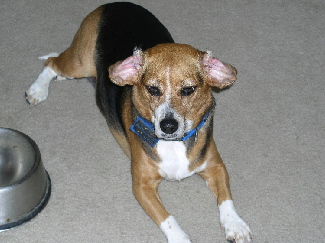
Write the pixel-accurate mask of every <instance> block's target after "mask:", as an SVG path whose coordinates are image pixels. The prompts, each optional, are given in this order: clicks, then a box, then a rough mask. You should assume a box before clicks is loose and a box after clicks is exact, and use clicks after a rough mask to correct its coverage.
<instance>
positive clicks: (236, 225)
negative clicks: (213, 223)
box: [221, 216, 252, 243]
mask: <svg viewBox="0 0 325 243" xmlns="http://www.w3.org/2000/svg"><path fill="white" fill-rule="evenodd" d="M221 226H222V227H223V228H224V229H225V233H226V238H227V240H228V241H229V242H233V243H235V242H236V243H249V242H251V241H252V238H251V231H250V229H249V227H248V225H247V224H246V223H245V222H244V221H243V220H242V219H241V218H240V217H239V216H238V217H229V218H227V219H226V220H224V222H221Z"/></svg>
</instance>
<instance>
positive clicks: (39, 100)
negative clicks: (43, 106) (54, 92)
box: [25, 83, 48, 105]
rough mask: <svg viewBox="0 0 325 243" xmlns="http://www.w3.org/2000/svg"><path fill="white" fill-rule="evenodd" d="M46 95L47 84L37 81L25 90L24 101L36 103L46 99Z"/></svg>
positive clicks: (35, 103) (37, 102)
mask: <svg viewBox="0 0 325 243" xmlns="http://www.w3.org/2000/svg"><path fill="white" fill-rule="evenodd" d="M47 96H48V85H46V84H45V85H41V84H38V83H34V84H32V86H30V88H29V89H28V90H27V91H26V92H25V97H26V101H27V102H28V104H30V105H37V104H38V103H40V102H42V101H44V100H46V98H47Z"/></svg>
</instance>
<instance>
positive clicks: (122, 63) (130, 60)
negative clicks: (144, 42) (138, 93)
mask: <svg viewBox="0 0 325 243" xmlns="http://www.w3.org/2000/svg"><path fill="white" fill-rule="evenodd" d="M142 66H143V55H142V51H141V50H139V49H135V50H134V52H133V55H132V56H130V57H128V58H126V59H125V60H124V61H119V62H117V63H115V64H113V65H111V66H110V67H109V68H108V72H109V78H110V79H111V81H112V82H113V83H115V84H117V85H119V86H124V85H133V84H135V83H136V82H137V81H138V76H139V73H140V72H141V71H142Z"/></svg>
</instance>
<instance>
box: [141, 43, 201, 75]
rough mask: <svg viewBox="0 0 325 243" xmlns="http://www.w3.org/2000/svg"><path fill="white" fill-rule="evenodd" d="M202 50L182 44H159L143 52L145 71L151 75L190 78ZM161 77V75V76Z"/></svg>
mask: <svg viewBox="0 0 325 243" xmlns="http://www.w3.org/2000/svg"><path fill="white" fill-rule="evenodd" d="M201 55H202V52H200V51H199V50H197V49H195V48H193V47H191V46H189V45H184V44H161V45H157V46H155V47H153V48H151V49H148V50H147V51H146V53H145V59H146V66H147V72H148V74H149V75H150V76H151V75H157V76H166V74H169V75H170V76H171V77H179V78H183V79H184V78H187V77H188V78H190V77H191V76H193V75H195V74H196V73H197V71H198V68H199V64H200V62H199V60H200V56H201ZM161 78H163V77H161Z"/></svg>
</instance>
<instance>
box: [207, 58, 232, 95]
mask: <svg viewBox="0 0 325 243" xmlns="http://www.w3.org/2000/svg"><path fill="white" fill-rule="evenodd" d="M201 65H202V68H203V70H204V72H205V74H206V76H207V82H208V84H209V85H211V86H214V87H218V88H219V89H223V88H225V87H227V86H230V85H232V84H233V83H234V82H235V81H236V79H237V77H236V75H237V70H236V69H235V68H234V67H233V66H231V65H230V64H226V63H222V62H221V61H219V60H218V59H217V58H215V57H212V56H211V53H210V52H206V53H205V54H204V56H203V59H202V60H201Z"/></svg>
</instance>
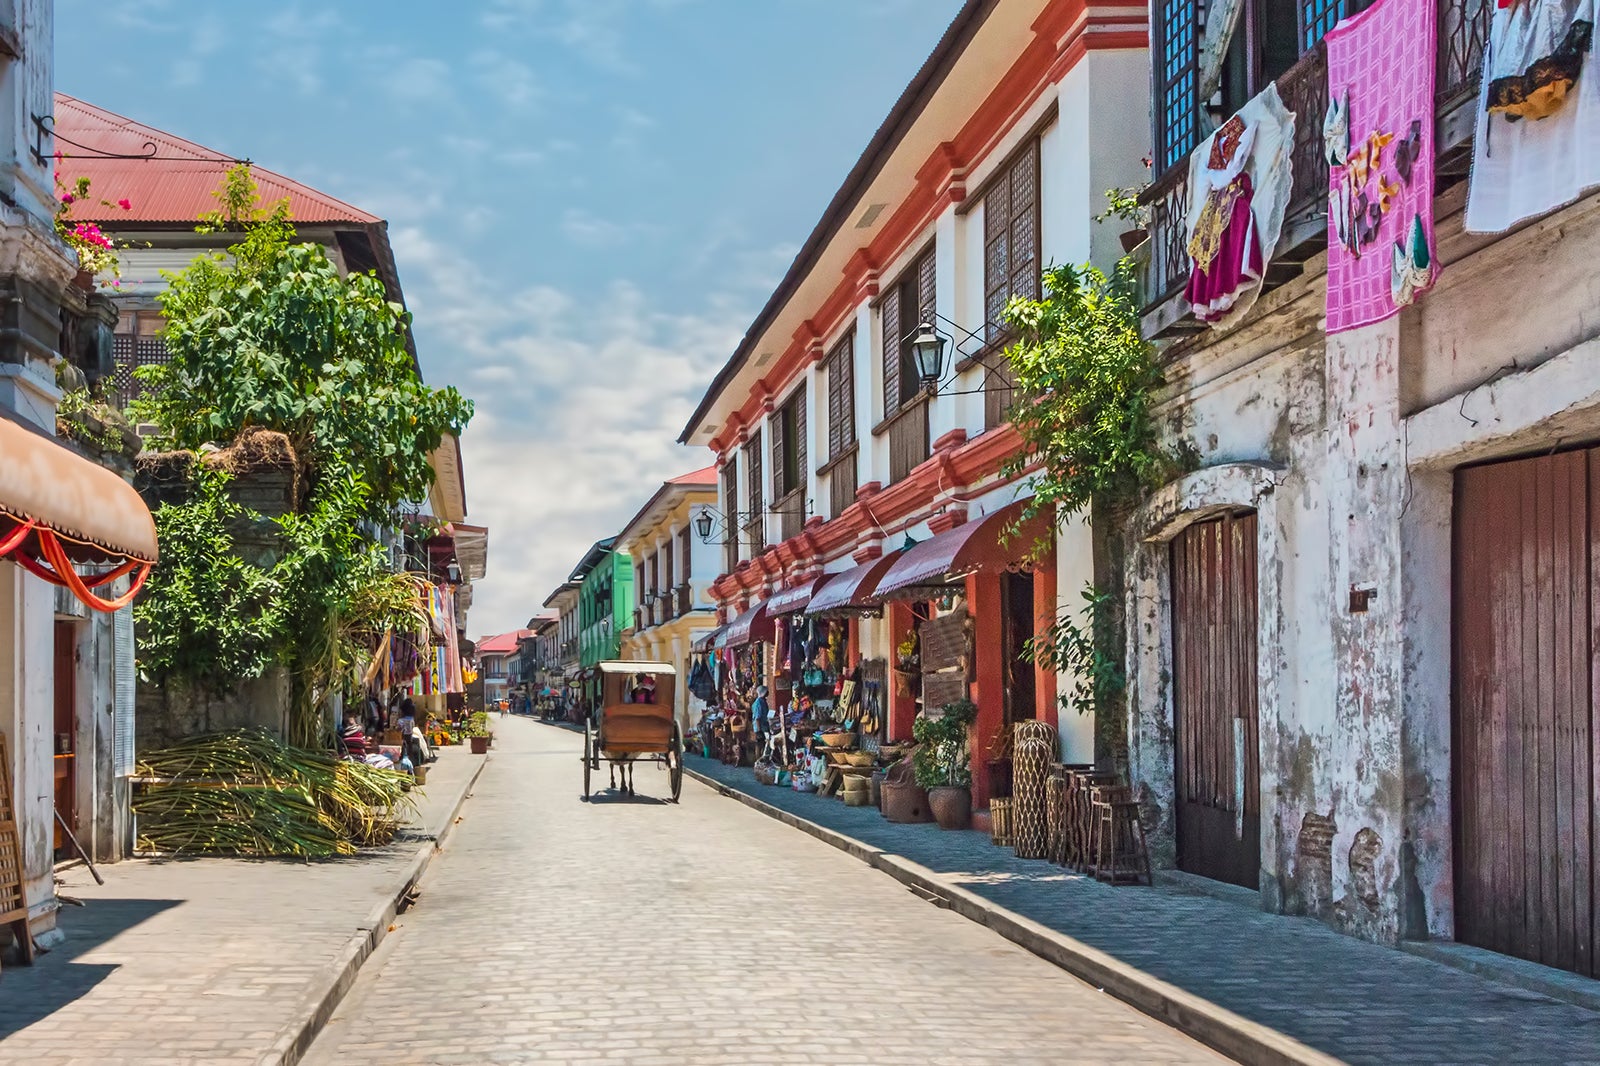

EXERCISE BRIEF - Return all the records exactly. Skip the pictures.

RESULT OF THIS TASK -
Write the pixel-accurate mask of every <instance> block's target after "mask:", as an SVG path whose coordinates are image pixels. The prompts, each optional, are given in this order: clicks, then a box, then a rough mask. You should assume a box before clicks is loose and a box after clicks is exact, and use clicks after a rough mask to correct its coverage.
<instance>
positive clicks: (236, 225)
negative clicks: (213, 223)
box: [221, 216, 252, 243]
mask: <svg viewBox="0 0 325 243" xmlns="http://www.w3.org/2000/svg"><path fill="white" fill-rule="evenodd" d="M221 226H222V227H223V228H224V229H225V233H226V238H227V240H228V241H229V242H233V243H235V242H236V243H249V242H251V241H252V238H251V231H250V229H249V227H248V225H247V224H246V223H245V222H244V221H243V220H242V219H241V218H240V217H239V216H238V217H229V218H227V219H226V220H224V222H221Z"/></svg>
</instance>
<instance>
positive clicks: (39, 100)
negative clicks: (43, 106) (54, 92)
box: [25, 83, 48, 105]
rough mask: <svg viewBox="0 0 325 243" xmlns="http://www.w3.org/2000/svg"><path fill="white" fill-rule="evenodd" d="M46 95L47 84L37 81L25 90L24 101L36 103L46 99Z"/></svg>
positive clicks: (35, 103) (37, 102)
mask: <svg viewBox="0 0 325 243" xmlns="http://www.w3.org/2000/svg"><path fill="white" fill-rule="evenodd" d="M47 96H48V85H46V84H45V85H41V84H38V83H34V84H32V86H30V88H29V89H28V90H27V91H26V92H25V97H26V101H27V102H28V104H30V105H37V104H38V103H40V102H42V101H44V100H46V98H47Z"/></svg>
</instance>
<instance>
positive clicks: (122, 63) (130, 60)
negative clicks: (144, 42) (138, 93)
mask: <svg viewBox="0 0 325 243" xmlns="http://www.w3.org/2000/svg"><path fill="white" fill-rule="evenodd" d="M142 66H143V55H142V51H141V50H139V49H135V50H134V52H133V55H132V56H130V57H128V58H126V59H125V60H124V61H119V62H117V63H115V64H113V65H111V66H110V67H109V68H108V72H109V78H110V79H111V81H112V82H113V83H115V84H117V85H119V86H124V85H133V84H135V83H136V82H137V81H138V76H139V73H140V72H141V71H142Z"/></svg>
</instance>
<instance>
box: [141, 43, 201, 75]
rough mask: <svg viewBox="0 0 325 243" xmlns="http://www.w3.org/2000/svg"><path fill="white" fill-rule="evenodd" d="M202 50L182 44H159L143 52L145 71L151 75L190 78ZM161 77V75V76Z"/></svg>
mask: <svg viewBox="0 0 325 243" xmlns="http://www.w3.org/2000/svg"><path fill="white" fill-rule="evenodd" d="M201 55H202V52H200V51H199V50H197V49H195V48H193V47H191V46H189V45H184V44H161V45H157V46H155V47H153V48H151V49H148V50H147V51H146V53H145V59H146V66H147V72H148V74H149V75H150V76H151V75H157V76H166V74H169V75H170V76H171V77H179V78H183V79H184V78H187V77H188V78H190V77H191V76H193V75H195V74H196V73H197V71H198V68H199V64H200V62H199V60H200V56H201ZM161 78H163V77H161Z"/></svg>
</instance>
<instance>
box: [207, 58, 232, 95]
mask: <svg viewBox="0 0 325 243" xmlns="http://www.w3.org/2000/svg"><path fill="white" fill-rule="evenodd" d="M201 65H202V68H203V70H204V72H205V74H206V76H207V82H208V84H209V85H211V86H214V87H218V88H219V89H223V88H225V87H227V86H230V85H232V84H233V83H234V82H235V81H236V79H237V77H236V75H237V70H236V69H235V68H234V67H233V66H231V65H230V64H226V63H222V62H221V61H219V60H218V59H217V58H215V57H212V56H211V53H210V52H206V53H205V54H204V56H203V59H202V60H201Z"/></svg>
</instance>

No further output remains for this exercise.